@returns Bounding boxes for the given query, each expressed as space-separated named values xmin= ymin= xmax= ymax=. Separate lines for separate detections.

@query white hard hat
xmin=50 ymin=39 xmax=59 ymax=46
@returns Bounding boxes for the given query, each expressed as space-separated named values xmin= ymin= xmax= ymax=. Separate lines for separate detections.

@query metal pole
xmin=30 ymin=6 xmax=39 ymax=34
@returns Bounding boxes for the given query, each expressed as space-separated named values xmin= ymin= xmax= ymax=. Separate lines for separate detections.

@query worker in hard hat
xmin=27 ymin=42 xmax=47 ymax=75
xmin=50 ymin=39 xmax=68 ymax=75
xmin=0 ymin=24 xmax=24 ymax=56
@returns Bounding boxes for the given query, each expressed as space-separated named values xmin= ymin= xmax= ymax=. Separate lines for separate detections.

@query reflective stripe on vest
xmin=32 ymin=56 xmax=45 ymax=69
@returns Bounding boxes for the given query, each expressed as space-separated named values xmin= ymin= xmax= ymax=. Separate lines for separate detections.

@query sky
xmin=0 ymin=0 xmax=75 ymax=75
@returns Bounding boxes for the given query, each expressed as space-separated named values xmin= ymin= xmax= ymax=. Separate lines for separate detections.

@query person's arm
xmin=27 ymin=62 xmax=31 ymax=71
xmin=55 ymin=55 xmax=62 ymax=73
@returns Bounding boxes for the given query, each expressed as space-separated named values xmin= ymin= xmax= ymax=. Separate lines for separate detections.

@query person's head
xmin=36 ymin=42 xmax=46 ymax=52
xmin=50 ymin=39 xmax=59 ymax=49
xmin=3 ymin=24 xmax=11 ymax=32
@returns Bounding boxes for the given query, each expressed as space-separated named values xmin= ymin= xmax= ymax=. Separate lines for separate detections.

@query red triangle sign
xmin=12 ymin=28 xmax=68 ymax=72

- Requirement:
Convert all of the data above into a numbered list, leaving out the blank lines.

- Output of the task:
1. @returns Bounding boxes for the given query, each expressed as space-separated named values xmin= ymin= xmax= ymax=. Separate lines for separate detections.
2. @query white hard hat
3. xmin=50 ymin=39 xmax=59 ymax=46
4. @returns Bounding boxes for the given query, each expressed as space-separated named values xmin= ymin= xmax= ymax=. Separate lines for separate detections.
5. @query metal pole
6. xmin=30 ymin=6 xmax=39 ymax=34
7. @returns Bounding boxes for the given query, each expressed as space-separated named values xmin= ymin= xmax= ymax=. Separate lines for separate detections.
8. @query worker in hard hat
9. xmin=27 ymin=42 xmax=47 ymax=75
10. xmin=50 ymin=39 xmax=68 ymax=75
11. xmin=0 ymin=24 xmax=24 ymax=56
12. @returns Bounding boxes for the given query, each expressed as space-separated named values xmin= ymin= xmax= ymax=. Separate lines for separate detections.
13. @query reflective stripe on vest
14. xmin=32 ymin=56 xmax=45 ymax=69
15. @returns Bounding boxes for the given query, each expressed as space-separated named values xmin= ymin= xmax= ymax=. Separate lines for separate detections.
16. @query sky
17. xmin=0 ymin=0 xmax=75 ymax=75
18. @returns Bounding boxes for the given query, each expressed as space-separated named values xmin= ymin= xmax= ymax=. Separate lines for separate detections.
19. @query person's arm
20. xmin=27 ymin=62 xmax=31 ymax=71
21. xmin=55 ymin=55 xmax=62 ymax=73
22. @returns Bounding boxes for the given query, each expressed as space-separated named values xmin= ymin= xmax= ymax=. Separate lines for separate detections.
23. @query person's head
24. xmin=36 ymin=42 xmax=46 ymax=52
25. xmin=50 ymin=39 xmax=59 ymax=49
26. xmin=3 ymin=24 xmax=11 ymax=32
27. @returns Bounding boxes for the given query, each expressed as space-separated named values xmin= ymin= xmax= ymax=. Separate lines for separate detections.
28. @query red triangle sign
29. xmin=12 ymin=28 xmax=68 ymax=72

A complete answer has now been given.